PROVIDED DATA
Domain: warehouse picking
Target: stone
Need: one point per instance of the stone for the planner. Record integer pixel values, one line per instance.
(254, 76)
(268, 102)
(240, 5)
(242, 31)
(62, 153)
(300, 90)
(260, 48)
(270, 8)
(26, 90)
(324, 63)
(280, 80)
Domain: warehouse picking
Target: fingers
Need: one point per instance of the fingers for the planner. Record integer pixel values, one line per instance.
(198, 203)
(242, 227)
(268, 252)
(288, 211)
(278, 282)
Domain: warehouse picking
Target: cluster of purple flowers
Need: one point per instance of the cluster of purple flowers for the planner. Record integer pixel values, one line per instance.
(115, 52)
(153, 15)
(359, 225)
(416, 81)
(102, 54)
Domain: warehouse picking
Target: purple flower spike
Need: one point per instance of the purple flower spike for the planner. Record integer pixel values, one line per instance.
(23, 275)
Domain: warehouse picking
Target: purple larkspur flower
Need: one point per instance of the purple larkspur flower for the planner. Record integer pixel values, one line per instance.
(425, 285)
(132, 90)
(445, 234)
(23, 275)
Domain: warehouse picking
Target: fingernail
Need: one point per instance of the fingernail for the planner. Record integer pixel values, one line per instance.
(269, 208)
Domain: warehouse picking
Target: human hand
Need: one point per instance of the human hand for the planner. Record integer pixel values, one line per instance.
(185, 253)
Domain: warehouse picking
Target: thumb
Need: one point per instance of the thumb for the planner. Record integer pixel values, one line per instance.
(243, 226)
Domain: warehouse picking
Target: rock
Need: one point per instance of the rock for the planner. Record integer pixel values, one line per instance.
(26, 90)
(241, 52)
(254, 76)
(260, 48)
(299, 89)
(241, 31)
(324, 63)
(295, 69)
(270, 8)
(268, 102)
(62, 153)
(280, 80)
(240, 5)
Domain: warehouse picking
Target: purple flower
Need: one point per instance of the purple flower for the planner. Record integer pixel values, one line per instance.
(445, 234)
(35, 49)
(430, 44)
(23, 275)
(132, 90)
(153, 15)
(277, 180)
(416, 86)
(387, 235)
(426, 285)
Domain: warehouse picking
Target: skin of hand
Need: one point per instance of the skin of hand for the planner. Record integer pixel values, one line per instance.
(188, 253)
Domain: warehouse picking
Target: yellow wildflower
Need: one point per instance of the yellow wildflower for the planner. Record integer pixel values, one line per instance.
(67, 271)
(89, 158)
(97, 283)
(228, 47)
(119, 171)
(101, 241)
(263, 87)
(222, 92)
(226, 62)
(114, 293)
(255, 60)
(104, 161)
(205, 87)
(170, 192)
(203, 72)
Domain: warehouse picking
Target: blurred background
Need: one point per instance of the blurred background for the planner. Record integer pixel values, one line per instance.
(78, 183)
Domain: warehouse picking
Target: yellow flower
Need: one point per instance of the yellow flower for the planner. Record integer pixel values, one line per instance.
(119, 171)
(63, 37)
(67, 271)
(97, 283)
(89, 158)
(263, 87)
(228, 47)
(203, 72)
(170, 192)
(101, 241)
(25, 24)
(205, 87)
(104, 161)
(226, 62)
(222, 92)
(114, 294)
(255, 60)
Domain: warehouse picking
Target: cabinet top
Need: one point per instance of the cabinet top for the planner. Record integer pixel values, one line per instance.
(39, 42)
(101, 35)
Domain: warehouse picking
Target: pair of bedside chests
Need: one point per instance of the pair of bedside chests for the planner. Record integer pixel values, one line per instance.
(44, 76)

GOAL OF THE EXERCISE
Write the listing out again, exactly as it reads.

SOLUTION FOR THIS EXERCISE
Domain: warehouse picking
Target: stone
Need: one point per instance of the stone for the planner. Record integer pixel values, one line per instance.
(254, 76)
(268, 102)
(240, 5)
(242, 31)
(62, 153)
(300, 90)
(260, 48)
(270, 8)
(26, 90)
(324, 63)
(280, 80)
Domain: warehouse picking
Target: fingers
Need: one point per instance of the fingers for the planner. Record integer pixel values, one line per instance.
(198, 203)
(242, 227)
(268, 252)
(288, 211)
(278, 282)
Domain: warehouse picking
Target: cluster of purple flowers
Need: one point per instance of the cluster of purple flowers for the planner. Record integer pixel values, one line per instance.
(115, 52)
(153, 15)
(359, 225)
(416, 81)
(102, 54)
Domain: warehouse picking
Target: purple flower spike
Need: one point per instance of the purple flower spike for the planner. Record integer pixel values, one line per instance.
(23, 275)
Domain: warehouse picking
Target: purple larkspur flower
Need: one point per instance of the purple larkspur flower for the planner. Record integer pixel values, one line per instance.
(425, 285)
(132, 90)
(445, 234)
(23, 275)
Domain: warehouse picking
Target: fingernail
Need: one point per instance of the fingernail for the planner. Record integer pixel values, one line per instance.
(269, 208)
Domain: warehouse picking
Target: human hand
Need: one point per instance of the human hand for the planner. Record integer pixel values, one line per instance.
(185, 253)
Domain: warehouse picking
Target: thumb
Need: one point per instance of the thumb for the planner. Record integer pixel values, one line per instance.
(243, 226)
Domain: warehouse picking
Target: rock
Need: one point per instance of the rock for the planner. Record integer pixel values, one line per instance.
(26, 90)
(241, 52)
(254, 76)
(260, 48)
(299, 89)
(241, 31)
(324, 63)
(295, 69)
(270, 8)
(268, 102)
(62, 153)
(280, 80)
(240, 5)
Domain: warehouse picking
Target: purple flower
Need: one point per instance of the purple flower for the planner. Record integer pixel values, one line per instance.
(445, 234)
(35, 49)
(430, 44)
(23, 275)
(132, 90)
(153, 15)
(277, 180)
(416, 86)
(387, 235)
(426, 285)
Domain: warehouse picking
Target: skin of hand
Need: one point per instance of the skin of hand for the planner. Record integer pixel values, one line per instance.
(188, 253)
Domain: warehouse picking
Target: yellow wildflower
Need: one point per instance of the yellow wildflower for the planner. Record integer pixel values, one line per instance.
(67, 271)
(89, 158)
(97, 283)
(228, 47)
(119, 171)
(101, 241)
(263, 87)
(222, 92)
(226, 62)
(114, 293)
(255, 60)
(104, 161)
(205, 87)
(170, 192)
(203, 72)
Domain: warehouse picking
Target: blurred background
Need: one point per instance of the blurred background for the planner. Record integer pixel values, one line per instance.
(78, 183)
Domain: warehouse picking
Target: yellow flower
Need: one point per instance of the yellow flower for the planner. Record integer pixel values, one line per instance.
(119, 171)
(63, 37)
(67, 271)
(97, 283)
(89, 158)
(263, 87)
(228, 47)
(203, 72)
(170, 192)
(101, 241)
(25, 24)
(205, 87)
(104, 161)
(226, 62)
(222, 92)
(114, 294)
(255, 60)
Domain: warehouse picking
Target: cabinet top
Need: one point per instance of the cabinet top for the planner. Record integer pixel values, one line per instance.
(39, 42)
(101, 35)
Domain: warehouse picking
Target: pair of bedside chests
Need: one point per instance of the pair of bedside chests for the planner. Record integer pixel values, one line per instance.
(44, 76)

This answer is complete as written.